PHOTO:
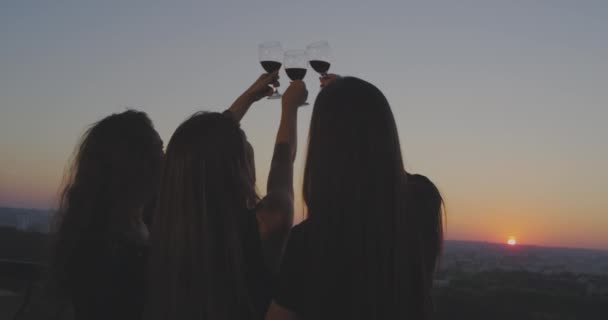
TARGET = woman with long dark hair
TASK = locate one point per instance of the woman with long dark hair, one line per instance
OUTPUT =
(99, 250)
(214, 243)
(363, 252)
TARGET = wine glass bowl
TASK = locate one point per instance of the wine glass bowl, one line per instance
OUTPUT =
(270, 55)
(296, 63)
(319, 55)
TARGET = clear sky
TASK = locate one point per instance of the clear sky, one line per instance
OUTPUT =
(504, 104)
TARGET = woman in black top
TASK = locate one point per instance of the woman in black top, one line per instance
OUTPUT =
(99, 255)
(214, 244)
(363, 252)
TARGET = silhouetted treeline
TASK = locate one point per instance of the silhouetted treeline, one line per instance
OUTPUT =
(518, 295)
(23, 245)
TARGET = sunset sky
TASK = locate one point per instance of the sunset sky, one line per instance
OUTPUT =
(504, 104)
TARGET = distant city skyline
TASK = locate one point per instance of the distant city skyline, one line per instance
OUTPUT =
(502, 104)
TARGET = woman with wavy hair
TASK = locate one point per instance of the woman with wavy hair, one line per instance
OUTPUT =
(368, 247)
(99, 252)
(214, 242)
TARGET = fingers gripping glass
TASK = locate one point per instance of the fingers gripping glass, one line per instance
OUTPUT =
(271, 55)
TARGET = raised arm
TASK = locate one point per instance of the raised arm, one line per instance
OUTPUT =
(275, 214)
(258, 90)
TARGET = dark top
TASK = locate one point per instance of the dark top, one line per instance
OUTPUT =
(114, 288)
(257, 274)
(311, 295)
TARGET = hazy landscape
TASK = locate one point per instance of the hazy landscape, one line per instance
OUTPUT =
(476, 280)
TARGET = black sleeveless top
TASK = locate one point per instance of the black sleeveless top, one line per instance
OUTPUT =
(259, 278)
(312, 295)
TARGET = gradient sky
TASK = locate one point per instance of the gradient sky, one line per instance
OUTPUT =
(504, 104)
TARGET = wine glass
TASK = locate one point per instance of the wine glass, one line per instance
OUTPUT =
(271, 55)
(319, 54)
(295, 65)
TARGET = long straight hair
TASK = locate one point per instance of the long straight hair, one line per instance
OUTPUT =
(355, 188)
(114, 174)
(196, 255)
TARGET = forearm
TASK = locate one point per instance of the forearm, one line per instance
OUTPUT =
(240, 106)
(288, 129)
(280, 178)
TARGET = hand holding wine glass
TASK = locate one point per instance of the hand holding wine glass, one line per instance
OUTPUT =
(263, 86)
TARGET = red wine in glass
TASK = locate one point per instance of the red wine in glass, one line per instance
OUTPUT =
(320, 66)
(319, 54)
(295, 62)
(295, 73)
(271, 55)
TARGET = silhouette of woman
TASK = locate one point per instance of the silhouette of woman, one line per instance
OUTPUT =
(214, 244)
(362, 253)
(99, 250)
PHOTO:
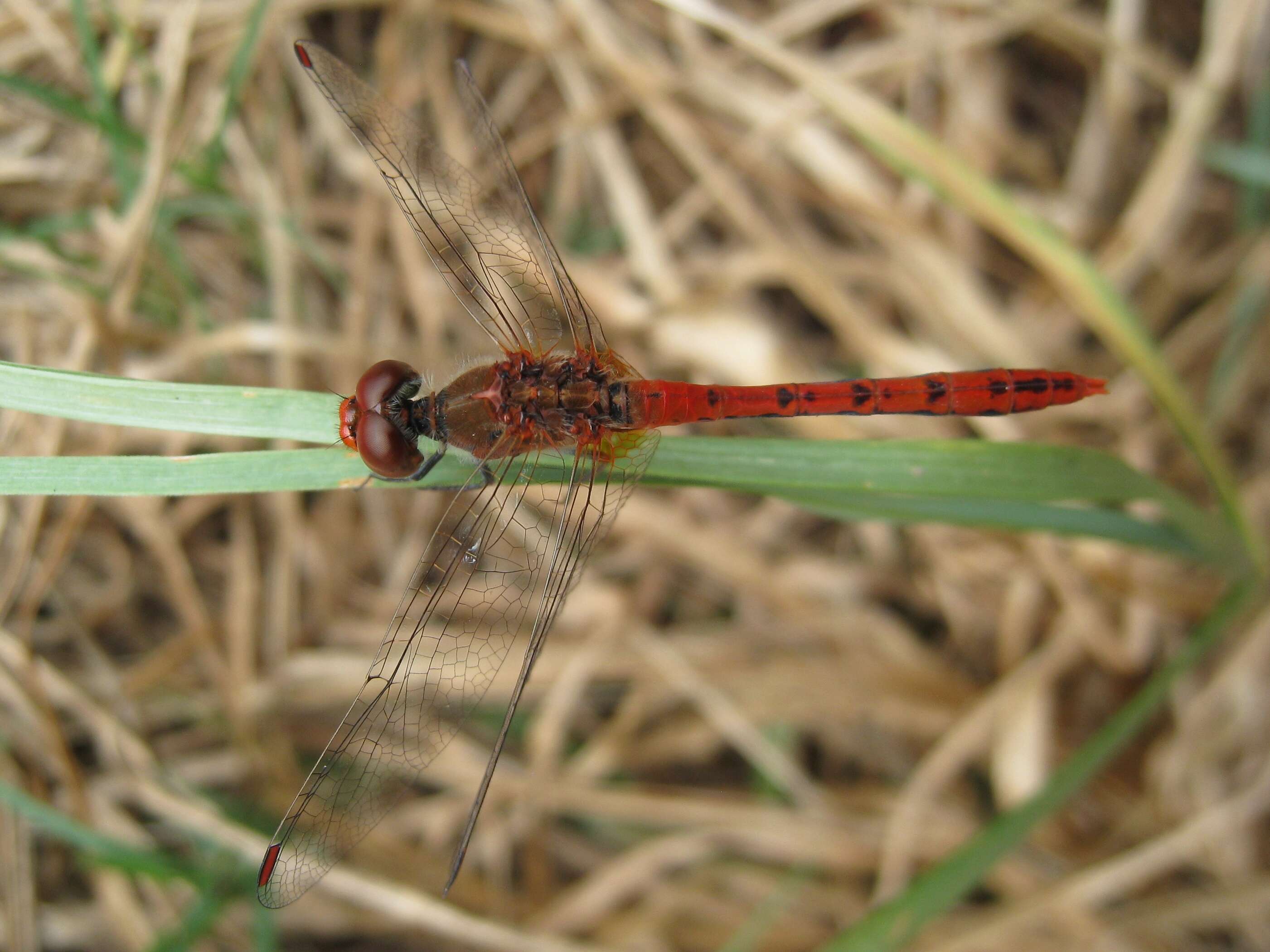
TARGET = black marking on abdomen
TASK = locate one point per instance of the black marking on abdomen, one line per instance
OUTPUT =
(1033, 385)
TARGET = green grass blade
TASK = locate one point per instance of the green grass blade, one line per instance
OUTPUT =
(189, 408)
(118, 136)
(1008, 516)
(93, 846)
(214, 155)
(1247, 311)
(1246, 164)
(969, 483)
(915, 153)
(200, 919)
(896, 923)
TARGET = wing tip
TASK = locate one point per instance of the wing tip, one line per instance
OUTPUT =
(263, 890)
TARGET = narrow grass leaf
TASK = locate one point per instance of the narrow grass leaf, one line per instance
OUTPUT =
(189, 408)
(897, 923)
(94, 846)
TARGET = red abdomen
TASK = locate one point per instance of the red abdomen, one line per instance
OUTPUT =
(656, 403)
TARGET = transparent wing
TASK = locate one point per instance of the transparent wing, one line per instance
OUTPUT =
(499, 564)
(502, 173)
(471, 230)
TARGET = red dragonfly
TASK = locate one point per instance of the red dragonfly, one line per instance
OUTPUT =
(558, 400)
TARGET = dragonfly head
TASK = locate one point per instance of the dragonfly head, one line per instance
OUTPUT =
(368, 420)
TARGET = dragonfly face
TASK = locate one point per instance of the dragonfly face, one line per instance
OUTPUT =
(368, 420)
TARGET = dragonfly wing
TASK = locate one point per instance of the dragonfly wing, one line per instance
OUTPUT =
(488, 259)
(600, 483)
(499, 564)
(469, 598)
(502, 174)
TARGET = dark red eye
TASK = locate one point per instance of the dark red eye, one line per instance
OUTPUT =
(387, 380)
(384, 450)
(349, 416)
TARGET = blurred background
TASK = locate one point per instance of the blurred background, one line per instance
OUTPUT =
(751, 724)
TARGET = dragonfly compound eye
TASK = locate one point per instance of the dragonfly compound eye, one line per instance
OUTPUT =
........
> Given task
Write out each entry exactly as given, but skip the pictures.

> Task answer
PHOTO:
TARGET = woman with long dark hair
TASK = locate one point per instance of the woman with long dark hair, one line per instance
OUTPUT =
(99, 250)
(214, 243)
(363, 252)
TARGET = wine glass bowl
TASK = locate one point per instance of the wine glass bowl, one line per instance
OUTPUT =
(270, 55)
(296, 63)
(319, 55)
TARGET = clear sky
TASK = locate one point per instance of the clear sky, one line per instance
OUTPUT =
(504, 104)
TARGET = woman in black top
TASK = locate one point per instance of the woman in black top, one line per instance
OUTPUT =
(99, 255)
(214, 244)
(363, 252)
TARGET = silhouetted treeline
TASK = locate one point per instance of the silhouetted treeline, one line per instance
OUTPUT =
(518, 295)
(23, 245)
TARGET = sunset sky
TASK = locate one point per instance of the sunset sky, one line per instance
OUTPUT =
(504, 104)
TARGET = distant city skyline
TASK = locate one point per instance of the distant city skyline, one line per instance
OUTPUT =
(502, 104)
TARGET = woman with wavy hair
TASK = locate one point per instance of the woman with wavy hair, one line per instance
OUTPUT =
(368, 247)
(99, 252)
(214, 242)
TARGET = fingers gripping glass
TASK = locate one point per instance of the fingers gripping glass, one line per instance
OUTPUT =
(271, 55)
TARGET = raised arm
TASK = locate one point per instance of the raised arm, one line per instance
OUTPUT =
(275, 214)
(258, 90)
TARGET = dark top
TASK = locate one point per instance of the dark top, one line per instance
OUTPUT =
(114, 288)
(257, 274)
(311, 295)
TARGET = hazy landscape
TASK = locate one point per instance of the hazy landscape, one line per instance
OUTPUT =
(476, 280)
TARGET = black sleeveless top
TASK = locate one point per instance of the black sleeveless top, one line per instance
OUTPUT =
(259, 278)
(312, 295)
TARGET = gradient sky
TASK = locate one point per instance of the gradient sky, one line per instance
OUTPUT =
(504, 104)
TARGET = wine glass
TASK = locate one point per instance of the wine glass, one line per instance
OUTPUT =
(271, 55)
(319, 54)
(295, 65)
TARGET = long straight hair
TASK = locate one point per instance of the long straight hair, one line per instance
OUTPUT =
(355, 188)
(114, 174)
(196, 255)
TARGET = forearm
TASK = locate one point per instance of the forearm, one line per instance
OUTPUT =
(240, 106)
(288, 129)
(280, 178)
TARGET = hand holding wine glass
TASK = locate one point per instance of the hand holding wine glass, one line per instance
OUTPUT =
(263, 86)
TARGET = red wine in glass
TASK = locate one point per instance of the red wine in glass, one line per instance
OUTPUT =
(320, 66)
(319, 54)
(295, 62)
(295, 73)
(271, 55)
TARGET = silhouette of woman
TASK = locate one point per instance of the silhouette of woman, one line per instance
OUTPUT =
(214, 244)
(362, 253)
(99, 250)
PHOTO:
TARGET = black marking on abdomen
TASK = locate one point per instance of the black marking on abdomen, one line per instance
OUTPUT =
(1033, 385)
TARGET = green grass blade
TASK = locate one point per instance of the green grass blade, one line per instance
OUTPUT =
(189, 408)
(118, 136)
(1008, 516)
(93, 846)
(214, 155)
(1247, 311)
(1246, 164)
(969, 483)
(915, 153)
(200, 919)
(896, 923)
TARGET = wing tip
TASK = locate one point per instance of the wing tip, one line per instance
OUTPUT =
(263, 890)
TARGET = narrow grass leaf
TASK = locate one point per instance of the narrow grass leaf, one line per instance
OUTPUT =
(189, 408)
(897, 923)
(94, 846)
TARGET = red abdomen
TASK = locate one point per instance of the red abdomen, one line per instance
OUTPUT =
(656, 403)
TARGET = transparent wing
TASK = locate one point per instance of the transparent wing, one line per instance
OUTPUT =
(499, 564)
(502, 173)
(471, 230)
TARGET = red dragonfly
TASK = locate one point per instance of the red dragonfly, one line per instance
OUTPUT =
(558, 400)
TARGET = dragonfly head
TASK = locate one point per instance of the dragonfly head, one line per instance
OUTPUT =
(368, 420)
TARGET = dragonfly face
TASK = locate one point per instance of the dragonfly face, one line per instance
OUTPUT =
(368, 420)
TARGET = dragonfly wing
TASK = locate one point per instance of the dragonfly wing, one line per instance
OUTPUT =
(488, 259)
(600, 483)
(499, 564)
(469, 598)
(502, 174)
TARGET = dark red eye
TASK = locate one point per instance of the dark red eye, one line per instance
OUTPUT =
(387, 380)
(384, 450)
(349, 416)
TARGET = blurred background
TASK = locate one point per instance of the blurred background, one line per instance
OUTPUT =
(751, 724)
TARGET = dragonfly compound eye
TASK = locate one point per instance of the dragonfly compound eye, one line per instance
OUTPUT =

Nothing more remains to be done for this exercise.